DOCUMENT EXCERPT
········
We recently sat down with Annalise Colton, M.S., CCC-SLP, to dive into her background and experience, clinical approach, inspiration for becoming a speech therapist, and more. You can read more about Annalise here.
Can you spend a few minutes talking about your experience and background as a speech therapist?
Sure! I started working in the field at a school for children with Autism in NYC. I migrated to home care for older adults with complex medical diagnoses, as well as hospice, all over Manhattan. I’ve worked at rehabilitation centers and skilled nursing facilities for adults with Aphasia, Dysarthria, Dysphagia, social communication challenges, and aural rehabilitation. I’ve spent a lot of time working in the I.C.U and Rehab at Mount Sinai’s hospitals treating adults with Traumatic Brain Injury, Post-Stroke, and those newly diagnosed with Parkinson’s disease. At the same time, I was a supervisor for Clinical Fellows at a home care private practice in NYC, and an adjunct Professor at Columbia University’s speech-language pathology graduate program. At Columbia I taught Diagnostics and supervised graduate students in the clinic, treating various communication, cognitive and swallowing challenges. Having three jobs at the same time had its moments, but I found the work rewarding and the clients/patients kept me motivated. During this time, I somehow found a passion for public-speaking (which had been a big fear of mine). I presented at ASHA’s convention and became a speaker for support groups nationally for caregivers and individuals diagnosed with various communication and cognitive challenges. Then COVID hit and everything was at a standstill. Finding Expressable has been the greatest gift and silver lining. I’m really enjoying evaluating and treating individuals across the lifespan virtually, as well as providing consultations to match the client with the best speech therapist for them!
········
[Pointing data grounded in images]

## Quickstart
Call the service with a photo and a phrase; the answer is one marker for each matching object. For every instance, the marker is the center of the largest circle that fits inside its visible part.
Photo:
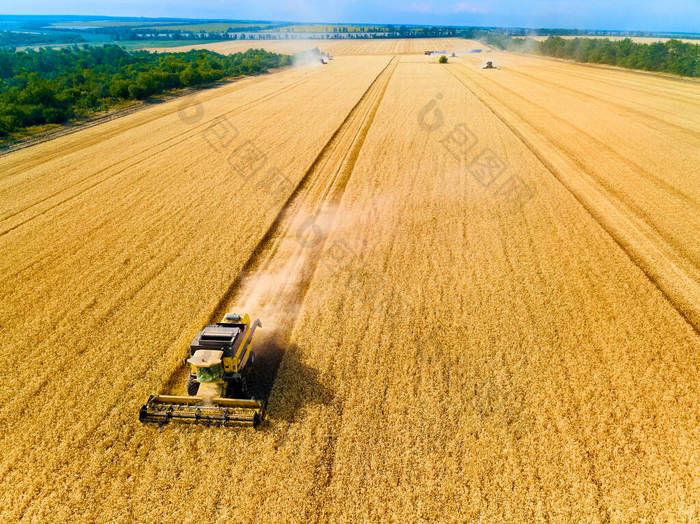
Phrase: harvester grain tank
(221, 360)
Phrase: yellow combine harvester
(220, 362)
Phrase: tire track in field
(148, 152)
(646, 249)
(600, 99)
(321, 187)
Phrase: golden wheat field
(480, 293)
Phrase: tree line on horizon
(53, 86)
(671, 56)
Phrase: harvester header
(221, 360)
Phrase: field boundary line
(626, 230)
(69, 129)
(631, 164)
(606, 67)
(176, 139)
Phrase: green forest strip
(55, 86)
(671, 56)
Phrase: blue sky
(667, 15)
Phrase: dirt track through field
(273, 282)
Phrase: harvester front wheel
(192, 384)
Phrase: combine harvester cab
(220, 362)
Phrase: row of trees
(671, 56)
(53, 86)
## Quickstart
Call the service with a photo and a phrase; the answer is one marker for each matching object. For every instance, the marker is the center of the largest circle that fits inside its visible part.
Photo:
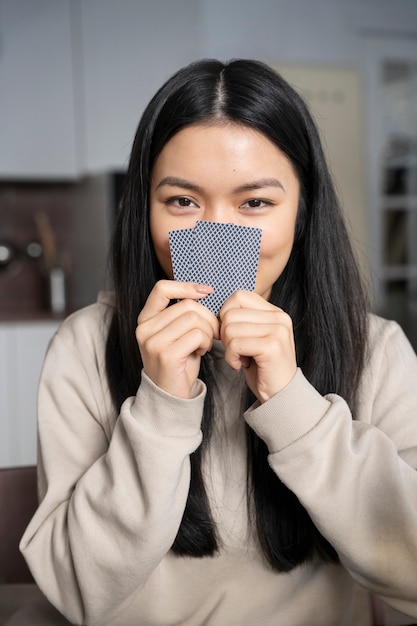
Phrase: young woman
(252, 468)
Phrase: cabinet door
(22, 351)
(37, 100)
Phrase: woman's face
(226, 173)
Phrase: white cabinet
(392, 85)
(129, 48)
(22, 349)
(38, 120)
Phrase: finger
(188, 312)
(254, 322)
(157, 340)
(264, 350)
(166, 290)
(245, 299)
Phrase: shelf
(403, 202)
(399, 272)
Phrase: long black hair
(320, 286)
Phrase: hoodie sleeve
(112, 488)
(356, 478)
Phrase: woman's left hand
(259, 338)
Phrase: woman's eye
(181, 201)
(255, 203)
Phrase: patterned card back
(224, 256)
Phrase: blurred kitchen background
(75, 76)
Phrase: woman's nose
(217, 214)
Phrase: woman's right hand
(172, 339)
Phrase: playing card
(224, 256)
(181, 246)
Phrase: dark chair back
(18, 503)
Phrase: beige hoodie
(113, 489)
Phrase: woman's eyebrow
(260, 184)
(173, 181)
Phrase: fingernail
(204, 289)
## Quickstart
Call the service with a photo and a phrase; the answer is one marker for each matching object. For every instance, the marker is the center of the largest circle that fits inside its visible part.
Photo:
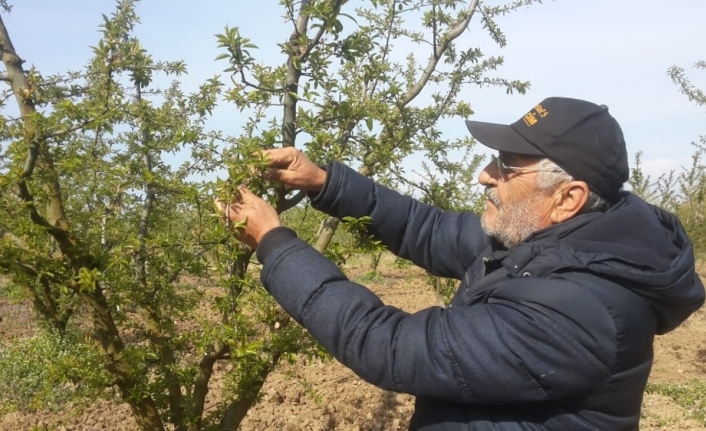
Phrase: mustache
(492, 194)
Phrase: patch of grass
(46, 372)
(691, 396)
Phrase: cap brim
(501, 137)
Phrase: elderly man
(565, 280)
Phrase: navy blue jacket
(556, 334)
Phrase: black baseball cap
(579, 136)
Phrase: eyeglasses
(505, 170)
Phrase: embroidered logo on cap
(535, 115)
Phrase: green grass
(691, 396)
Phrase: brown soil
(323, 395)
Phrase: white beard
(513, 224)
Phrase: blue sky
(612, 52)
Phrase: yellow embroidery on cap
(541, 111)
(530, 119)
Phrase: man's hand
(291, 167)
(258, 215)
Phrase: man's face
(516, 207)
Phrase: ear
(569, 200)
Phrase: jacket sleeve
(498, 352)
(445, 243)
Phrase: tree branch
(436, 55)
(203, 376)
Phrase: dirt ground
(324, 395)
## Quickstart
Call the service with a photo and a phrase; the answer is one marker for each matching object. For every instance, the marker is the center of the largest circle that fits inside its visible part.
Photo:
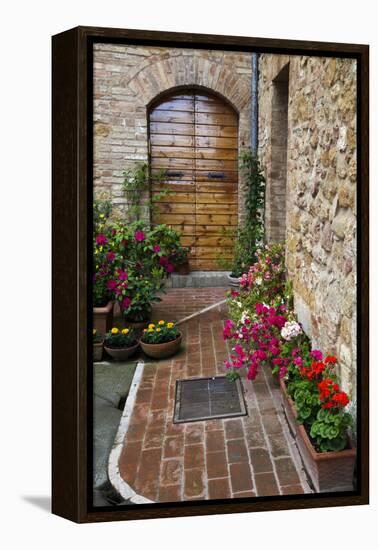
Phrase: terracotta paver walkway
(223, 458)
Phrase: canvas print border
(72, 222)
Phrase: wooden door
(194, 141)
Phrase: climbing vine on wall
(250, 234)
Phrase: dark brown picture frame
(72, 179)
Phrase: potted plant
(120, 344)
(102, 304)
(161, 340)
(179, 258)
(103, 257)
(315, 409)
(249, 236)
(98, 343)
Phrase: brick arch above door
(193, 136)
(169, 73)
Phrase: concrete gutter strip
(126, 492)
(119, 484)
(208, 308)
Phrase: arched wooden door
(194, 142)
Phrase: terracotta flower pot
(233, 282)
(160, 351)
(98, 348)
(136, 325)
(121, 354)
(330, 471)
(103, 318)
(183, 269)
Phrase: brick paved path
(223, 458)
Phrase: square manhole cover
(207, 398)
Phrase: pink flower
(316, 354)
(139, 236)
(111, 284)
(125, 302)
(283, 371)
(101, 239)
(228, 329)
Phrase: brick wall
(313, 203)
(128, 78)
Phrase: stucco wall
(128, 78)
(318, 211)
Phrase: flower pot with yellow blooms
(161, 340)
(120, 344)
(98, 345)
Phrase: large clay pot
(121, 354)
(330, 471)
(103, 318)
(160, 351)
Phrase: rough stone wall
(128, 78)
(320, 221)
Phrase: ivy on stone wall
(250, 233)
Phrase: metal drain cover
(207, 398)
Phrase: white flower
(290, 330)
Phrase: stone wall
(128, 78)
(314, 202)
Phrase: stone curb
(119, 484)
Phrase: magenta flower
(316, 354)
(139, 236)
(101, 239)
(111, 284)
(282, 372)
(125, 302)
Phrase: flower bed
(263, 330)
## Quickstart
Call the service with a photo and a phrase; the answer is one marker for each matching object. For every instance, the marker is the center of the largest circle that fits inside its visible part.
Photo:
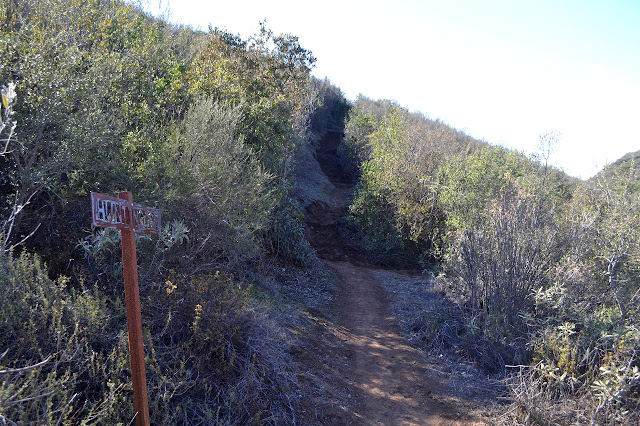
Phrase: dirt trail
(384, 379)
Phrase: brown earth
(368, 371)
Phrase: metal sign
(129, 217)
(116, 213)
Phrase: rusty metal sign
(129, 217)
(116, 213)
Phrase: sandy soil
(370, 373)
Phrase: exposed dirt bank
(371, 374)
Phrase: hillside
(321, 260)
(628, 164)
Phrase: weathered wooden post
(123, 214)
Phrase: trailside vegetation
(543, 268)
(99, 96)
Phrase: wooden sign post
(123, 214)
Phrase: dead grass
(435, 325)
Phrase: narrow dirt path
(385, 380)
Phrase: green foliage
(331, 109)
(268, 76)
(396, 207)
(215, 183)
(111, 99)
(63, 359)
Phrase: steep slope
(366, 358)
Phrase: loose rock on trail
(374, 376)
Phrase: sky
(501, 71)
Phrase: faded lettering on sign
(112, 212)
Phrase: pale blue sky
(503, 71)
········
EXERCISE 1
Write out the part of the interview between "We recently sat" and "a speech therapist?", inclusive.
EXERCISE 2
Answer these questions from the interview.
(a) Where did Annalise Colton start working in the field?
(b) What did she teach at Columbia University?
(c) At whose convention did she present?
The interview can be read without the listing, which plays no part here.

SOLUTION 1
We recently sat down with Annalise Colton, M.S., CCC-SLP, to dive into her background and experience, clinical approach, inspiration for becoming a speech therapist, and more. You can read more about Annalise here.
Can you spend a few minutes talking about your experience and background as a speech therapist?

SOLUTION 2
(a) At a school for children with Autism in NYC
(b) Diagnostics
(c) ASHA's